## [The task]
The listing is to be reproduced in full, with no character altered.

(Data excerpts begins)

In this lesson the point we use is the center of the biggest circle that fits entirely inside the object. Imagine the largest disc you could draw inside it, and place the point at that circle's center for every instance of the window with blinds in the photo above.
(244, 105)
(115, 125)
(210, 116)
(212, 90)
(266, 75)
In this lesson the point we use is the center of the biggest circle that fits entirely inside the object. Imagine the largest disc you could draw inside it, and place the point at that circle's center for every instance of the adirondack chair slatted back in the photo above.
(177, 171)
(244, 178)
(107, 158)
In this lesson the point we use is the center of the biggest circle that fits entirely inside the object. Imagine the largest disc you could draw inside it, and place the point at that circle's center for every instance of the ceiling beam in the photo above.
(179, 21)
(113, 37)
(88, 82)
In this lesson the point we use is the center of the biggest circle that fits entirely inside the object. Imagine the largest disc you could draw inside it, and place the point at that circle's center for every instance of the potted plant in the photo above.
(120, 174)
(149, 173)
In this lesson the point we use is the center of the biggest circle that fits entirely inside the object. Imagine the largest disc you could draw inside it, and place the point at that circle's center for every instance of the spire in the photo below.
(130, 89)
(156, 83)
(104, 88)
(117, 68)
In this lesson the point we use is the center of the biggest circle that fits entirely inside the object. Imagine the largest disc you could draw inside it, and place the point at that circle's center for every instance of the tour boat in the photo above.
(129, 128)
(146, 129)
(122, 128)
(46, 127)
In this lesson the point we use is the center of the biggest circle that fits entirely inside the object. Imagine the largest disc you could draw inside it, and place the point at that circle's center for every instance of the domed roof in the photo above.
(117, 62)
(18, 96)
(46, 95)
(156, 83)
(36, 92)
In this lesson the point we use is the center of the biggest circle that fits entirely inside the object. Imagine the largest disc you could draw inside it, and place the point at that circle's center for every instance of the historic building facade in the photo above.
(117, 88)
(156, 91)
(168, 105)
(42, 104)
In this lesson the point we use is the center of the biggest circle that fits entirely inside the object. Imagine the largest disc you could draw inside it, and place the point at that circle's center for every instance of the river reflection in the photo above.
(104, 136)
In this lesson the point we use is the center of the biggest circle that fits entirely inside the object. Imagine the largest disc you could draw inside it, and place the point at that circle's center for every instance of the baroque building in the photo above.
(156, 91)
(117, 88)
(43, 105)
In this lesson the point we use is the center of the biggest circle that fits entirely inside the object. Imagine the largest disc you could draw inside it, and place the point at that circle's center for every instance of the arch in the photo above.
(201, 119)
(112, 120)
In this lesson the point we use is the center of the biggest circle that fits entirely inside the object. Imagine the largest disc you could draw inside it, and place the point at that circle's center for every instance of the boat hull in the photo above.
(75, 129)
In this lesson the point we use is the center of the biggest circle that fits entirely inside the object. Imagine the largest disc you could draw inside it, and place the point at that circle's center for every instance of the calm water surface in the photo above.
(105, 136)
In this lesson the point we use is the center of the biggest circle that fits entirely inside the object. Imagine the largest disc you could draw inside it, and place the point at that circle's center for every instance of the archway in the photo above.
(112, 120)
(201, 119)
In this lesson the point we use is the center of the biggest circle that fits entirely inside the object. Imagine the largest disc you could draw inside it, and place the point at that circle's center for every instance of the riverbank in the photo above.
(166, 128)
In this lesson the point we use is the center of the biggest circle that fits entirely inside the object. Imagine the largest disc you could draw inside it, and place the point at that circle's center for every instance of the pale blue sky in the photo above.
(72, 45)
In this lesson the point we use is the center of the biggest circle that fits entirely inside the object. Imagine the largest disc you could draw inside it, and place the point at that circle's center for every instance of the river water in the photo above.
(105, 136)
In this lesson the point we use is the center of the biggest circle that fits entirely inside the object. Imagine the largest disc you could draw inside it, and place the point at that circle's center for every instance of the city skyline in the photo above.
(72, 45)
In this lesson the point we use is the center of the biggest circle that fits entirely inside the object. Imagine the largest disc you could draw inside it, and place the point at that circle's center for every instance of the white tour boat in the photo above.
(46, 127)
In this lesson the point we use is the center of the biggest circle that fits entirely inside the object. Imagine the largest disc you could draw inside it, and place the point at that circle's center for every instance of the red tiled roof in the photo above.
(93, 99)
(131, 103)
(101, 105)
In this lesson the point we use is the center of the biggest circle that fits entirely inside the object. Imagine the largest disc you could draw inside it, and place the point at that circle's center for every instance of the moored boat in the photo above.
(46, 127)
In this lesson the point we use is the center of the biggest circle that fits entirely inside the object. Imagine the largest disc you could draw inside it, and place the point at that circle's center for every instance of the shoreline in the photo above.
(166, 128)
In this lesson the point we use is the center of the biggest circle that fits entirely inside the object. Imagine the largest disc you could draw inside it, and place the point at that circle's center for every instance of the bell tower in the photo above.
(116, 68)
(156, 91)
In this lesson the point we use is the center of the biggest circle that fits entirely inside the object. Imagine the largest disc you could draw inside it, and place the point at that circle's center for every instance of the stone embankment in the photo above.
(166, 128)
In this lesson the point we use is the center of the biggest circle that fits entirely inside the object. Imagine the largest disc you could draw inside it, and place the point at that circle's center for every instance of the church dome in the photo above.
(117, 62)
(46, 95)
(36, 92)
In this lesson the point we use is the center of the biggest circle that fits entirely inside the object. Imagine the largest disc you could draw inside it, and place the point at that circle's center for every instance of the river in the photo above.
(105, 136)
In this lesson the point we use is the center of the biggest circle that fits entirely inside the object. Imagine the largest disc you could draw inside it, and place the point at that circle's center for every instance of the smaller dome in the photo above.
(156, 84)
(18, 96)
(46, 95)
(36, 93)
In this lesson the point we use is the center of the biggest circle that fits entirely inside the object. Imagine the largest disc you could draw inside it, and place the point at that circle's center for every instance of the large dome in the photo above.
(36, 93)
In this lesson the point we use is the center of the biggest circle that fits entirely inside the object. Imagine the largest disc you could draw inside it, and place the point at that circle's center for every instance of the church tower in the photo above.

(Data excerpts ends)

## [Result for this exercise]
In this lesson the point we use is the center of the biggest circle that fits entirely inside the object. Imagine the largest disc you could draw inside it, and place the point at that circle's center for every instance of the window with blinds in the photo above.
(244, 105)
(115, 125)
(210, 116)
(212, 90)
(266, 75)
In this lesson the point we use is the center of the biggest circle that fits entirely inside the object. Imagine the largest disc you could draw inside it, and place the point at that circle's center for every instance of the adirondack chair slatted back in the photo above.
(177, 171)
(244, 178)
(107, 158)
In this lesson the point we use is the center of the biggest circle that fits entirely inside the object. Imagine the largest disc you could draw inside it, and place the point at that circle's center for every instance of the ceiling beam in the photo above.
(179, 21)
(113, 37)
(88, 82)
In this lesson the point we use is the center of the biggest circle that fits entirely inside the object. Imagine the largest disc you could draw inside it, and place the point at that circle's center for every instance of the potted plant in the photo above.
(120, 174)
(149, 173)
In this lesson the point we use is the center of the biggest circle that fits entirely inside the object. Imagine the largest disc you could draw inside it, and place the point at that circle's center for every instance of the spire in the photo below.
(130, 89)
(156, 83)
(104, 88)
(117, 68)
In this lesson the point we use is the center of the biggest circle that fits entirely inside the object. Imagine the largest disc you could draw inside it, and place the point at that circle's center for every instance of the tour boat in the photo above.
(129, 128)
(146, 129)
(122, 128)
(46, 127)
In this lesson the point we use is the center of the biggest circle that fits entirely inside the object. Imagine the largest disc you could draw inside it, and place the point at that circle's center for every instance of the domed roof in the photo above.
(117, 62)
(18, 96)
(46, 95)
(156, 83)
(36, 92)
In this lesson the point we use is the center of the biggest circle that fits entirely inside the object. Imagine the largest disc you could draw inside it, and place the point at that circle's center for every instance of the historic building facade in the photo above.
(117, 88)
(156, 91)
(168, 105)
(42, 104)
In this lesson the point we use is the center of the biggest circle that fits entirely inside the object. Imagine the largest disc you could draw inside it, and place the point at that circle's center for every instance of the river reflection in the photo above.
(104, 136)
In this lesson the point we use is the center of the biggest circle that fits entirely inside the object. Imagine the largest disc you could draw inside it, and place the point at that circle's center for every instance of the baroque building in the photo above.
(156, 91)
(117, 88)
(43, 105)
In this lesson the point we use is the center of the biggest circle that fits entirely inside the object. Imagine the largest disc you could draw inside it, and place the point at that circle's center for every instance of the arch in the photo above.
(201, 119)
(112, 120)
In this lesson the point we use is the center of the biggest circle that fits entirely inside the object. Imagine the largest disc you could draw inside it, and place the point at that circle's center for every instance of the boat hull in the photo above.
(75, 129)
In this lesson the point we use is the center of the biggest circle that fits entirely inside the object. Imagine the largest disc you could draw inside it, and place the point at that circle's center for every instance of the calm water surface in the photo above.
(105, 136)
In this lesson the point we use is the center of the biggest circle that fits entirely inside the object. Imagine the largest disc you could draw inside it, and place the point at that circle's center for every instance of the archway in the photo above.
(112, 120)
(201, 119)
In this lesson the point we use is the center of the biggest circle that fits entirely inside the object. Imagine the largest disc you could draw inside it, and place the point at that circle's center for every instance of the riverbank in the photo above.
(166, 128)
In this lesson the point we use is the center of the biggest circle that fits entirely inside the object. Imagine the largest disc you could draw inside it, and place the point at that circle's center for every instance of the pale blue sky in the photo above.
(72, 45)
In this lesson the point we use is the center of the biggest circle that fits entirely inside the object. Imagine the largest disc you could draw inside it, and place the point at that circle's center for every instance of the river water in the photo above.
(105, 136)
In this lesson the point we use is the center of the biggest circle that fits entirely inside the object. Imagine the largest disc you could draw inside it, and place the point at that circle's center for every instance of the city skyline in the photo above.
(72, 45)
In this lesson the point we use is the center of the biggest circle that fits entirely inside the object. Imagine the largest disc you could draw inside it, and place the point at that circle's center for every instance of the white tour boat in the photo above.
(46, 127)
In this lesson the point we use is the center of the biggest circle that fits entirely inside the object. Imagine the largest disc you could draw inside it, and place the point at that circle's center for every instance of the red tiled roof in the photo above.
(93, 99)
(131, 103)
(101, 105)
In this lesson the point we use is the center of the biggest circle that fits entirely inside the object. Imagine the largest disc you could draw inside it, and place the point at that circle's center for every instance of the moored boat in the photo above.
(46, 127)
In this lesson the point we use is the center of the biggest circle that fits entirely inside the object. Imagine the largest disc you could draw inside it, and place the point at that circle's center for every instance of the shoreline in the photo above.
(166, 128)
In this lesson the point we use is the center of the biggest circle that fits entirely inside the object. Imagine the largest disc you could draw inside it, and place the point at that circle's center for every instance of the bell tower in the photo above.
(116, 68)
(156, 91)
In this lesson the point we use is the center of the biggest circle that fits entirely inside the object. Imagine the largest disc you could draw inside it, and place the point at that circle's center for every instance of the stone embankment in the photo above.
(166, 128)
In this lesson the point we use is the center of the biggest circle that fits entirely inside the object. Imagine the largest disc you could draw inside it, and place the point at that circle's center for every instance of the church dome in the photo above.
(117, 62)
(46, 95)
(36, 92)
In this lesson the point we use is the center of the biggest circle that fits entirely inside the object. Imagine the largest disc you could draw inside it, and place the point at that circle's center for every instance of the river in the photo above.
(105, 136)
In this lesson the point we use is the center of the biggest circle that fits entirely inside the object. Imagine the largest disc you could draw inside it, and place the point at that circle's center for every instance of the smaller dome in the photo above.
(156, 84)
(18, 96)
(46, 95)
(36, 93)
In this lesson the point we use is the center of the biggest circle that fits entirely inside the object. Imagine the largest disc you could draw inside it, and place the point at that circle's center for every instance of the large dome in the photo above.
(36, 93)
In this lesson the point we use is the center of the biggest circle that fits entirely inside the object. Imagine the largest disc you could draw inside it, and place the point at that circle's center for every instance of the church tower in the photo above.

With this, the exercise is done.